*** FRAGMENT DOKUMENTU ***

Okładka "Otaku" nr. 32
5 Lat razem!
O tak, Otaku skończyło tym numerem 5 latek, bardzo gratulujemy Studiu JG i życzymy sto, a nawet dwieście lat dalszej działalności! :). We wstępniaku są jeszcze dwie ciekawe informacje, które tu przytoczę. Przede wszystkim niedługo rozpocznie się akcja pisania kartek dla uczniów Japońskich szkół, które zostały poszkodowane w ostatnim trzęsieniu ziemi. Akcja jest na pewno godna uwagi, każdy kto chciały wesprzeć na duchu pisząc dla nich kilka miłych słów otuchy, będzie miał ku temu okazję pod koniec października na stronie otaku.pl (lub facebooku), będziemy na pewno jeszcze informowali o starcie akcji.
Druga sprawa to nadchodzący artykuł o sytuacji skanlacyjnej na naszym... hmm... rynku? Nie, poprawniej zabrzmi "w naszym fandomie". Redakcja jest ciekawa waszego zdania na temat piractwa mangi i anime, a także dziwnej akcji "unii grup skanlacyjnych". Jeśli macie coś ciekawego na ten temat do powiedzenia, piszcie na adres listy(małpka)otaku.pl. Zachęcam gorąco do przekazania swojego zdania na ten temat, tak by artykuł był przedstawiony od różnych stron.
Przekartkujmy jednak nieco do przodu!
Figurki!
Strona 10 wita nas figurkowo, a dokładniej nendoroidowo - mała figurka chibi Hatsune Miku ciepło śmiejąca się do nas z pomponikami w łapkach (jeśli mieliście czasem 120zł pod ręką i kochacie Miku to zapewne już ich nie macie). Rozchodzi się oczywiście o produkt Good Smille Company, nieco rozszerzoną wersję nendoroida Hatsune Miku. Wersja ta powstała pod wpływem kataklizmu, który nawiedził Japonię, część zysków ze sprzedaży trafia bowiem bezpośrednio do japońskiego czerwonego krzyża. Z racji przeznaczenia figurkę trzeba zamówić bezpośrednio na stronie producenta, który gorąco zachęca do tego także nas, ludzi z poza Japonii.
Oprócz tego, w "figurecornerze" znalazł się szyki przegląd 6 innych figurek, w cenach od 30 do 400zł... bycie fanem jest ciężkie ^.^
Recenzja "Tiger i Bunny", czyli jak skomercjalizować działania superbohaterów.

*** WYODRĘBNIONY MATERIAŁ ***

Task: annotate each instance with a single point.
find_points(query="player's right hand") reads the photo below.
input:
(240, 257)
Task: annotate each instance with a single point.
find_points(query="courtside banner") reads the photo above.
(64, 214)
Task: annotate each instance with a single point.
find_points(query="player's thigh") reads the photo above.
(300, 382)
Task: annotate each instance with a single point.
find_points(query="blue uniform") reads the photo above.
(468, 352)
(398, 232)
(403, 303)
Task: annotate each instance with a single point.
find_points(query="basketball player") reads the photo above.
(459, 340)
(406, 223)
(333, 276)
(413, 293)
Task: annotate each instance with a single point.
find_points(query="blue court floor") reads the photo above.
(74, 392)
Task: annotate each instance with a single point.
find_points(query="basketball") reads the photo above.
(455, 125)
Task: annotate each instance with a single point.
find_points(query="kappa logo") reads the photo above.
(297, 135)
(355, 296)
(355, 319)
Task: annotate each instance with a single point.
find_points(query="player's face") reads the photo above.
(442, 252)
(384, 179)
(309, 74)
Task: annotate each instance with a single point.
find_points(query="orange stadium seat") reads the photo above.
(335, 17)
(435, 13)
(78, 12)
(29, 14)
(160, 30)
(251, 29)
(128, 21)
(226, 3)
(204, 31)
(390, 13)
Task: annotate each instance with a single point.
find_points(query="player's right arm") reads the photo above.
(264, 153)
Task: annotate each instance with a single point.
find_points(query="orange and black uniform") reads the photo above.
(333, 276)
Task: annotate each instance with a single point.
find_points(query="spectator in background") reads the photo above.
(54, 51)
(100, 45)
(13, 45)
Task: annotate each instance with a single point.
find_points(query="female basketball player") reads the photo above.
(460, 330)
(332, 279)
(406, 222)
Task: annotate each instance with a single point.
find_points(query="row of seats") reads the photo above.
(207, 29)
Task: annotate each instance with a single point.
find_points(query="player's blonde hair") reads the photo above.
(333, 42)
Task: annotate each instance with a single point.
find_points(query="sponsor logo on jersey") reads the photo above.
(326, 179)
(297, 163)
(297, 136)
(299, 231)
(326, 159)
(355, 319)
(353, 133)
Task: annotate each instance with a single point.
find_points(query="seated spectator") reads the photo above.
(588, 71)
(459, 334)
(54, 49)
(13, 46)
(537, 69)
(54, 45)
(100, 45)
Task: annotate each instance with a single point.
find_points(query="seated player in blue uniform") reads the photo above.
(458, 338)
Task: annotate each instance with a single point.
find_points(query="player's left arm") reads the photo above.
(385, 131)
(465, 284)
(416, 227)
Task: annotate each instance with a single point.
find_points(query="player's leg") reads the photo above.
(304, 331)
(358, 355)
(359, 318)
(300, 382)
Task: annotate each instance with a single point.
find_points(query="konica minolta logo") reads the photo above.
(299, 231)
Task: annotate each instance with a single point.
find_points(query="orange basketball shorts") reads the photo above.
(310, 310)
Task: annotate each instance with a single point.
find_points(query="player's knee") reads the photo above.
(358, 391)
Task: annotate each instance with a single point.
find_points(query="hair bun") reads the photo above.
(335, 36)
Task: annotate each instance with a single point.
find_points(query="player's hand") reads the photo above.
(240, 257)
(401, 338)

***

OPIS ZADANIA:
Kontynuuj omówienie 32. numeru magazynu „Otaku”, zaczynając bezpośrednio po jego ostatnim zdaniu.

ODPOWIEDŹ PISEMNA:
A recenzją numeru jest Tiger i Bunny, seria której nie miałem okazji poznać. A są to "bohaterowie dla mas", czyli prawdziwa gratka dla prezesów stacji telewizyjnych, którzy mogą ich sfilmować i umieścić na ich kostiumach reklamy. Jak widać nie da się wyżyć tylko z ratowania dziewczyn z opresji i zdejmowania kotów z drzew ;)
Dalej, z działu anime mamy miotanie niczym szatan w Ao no Exorcist, co nieco o niezbyt grzecznych aniołkach w Panty & Stocing, japońscy X-Meni - czy lepsi od oryginału? Najpewniej nie, ale nas otaku to pewnie obejdzie bokiem ^.^. Następnie coś dla bardziej dorosłych, czyli "Otenki Oneesan" (Pogodynka)... komedia, erotyka, yuri. Produkcja z roku 1994, tak więc fani moe - trzymać się z daleka!
Recenzje jednak zdominowane są przez mangi, których znalazło się 7.
Tokyo Toy Box, piękna i menel ratują firmę programistyczną.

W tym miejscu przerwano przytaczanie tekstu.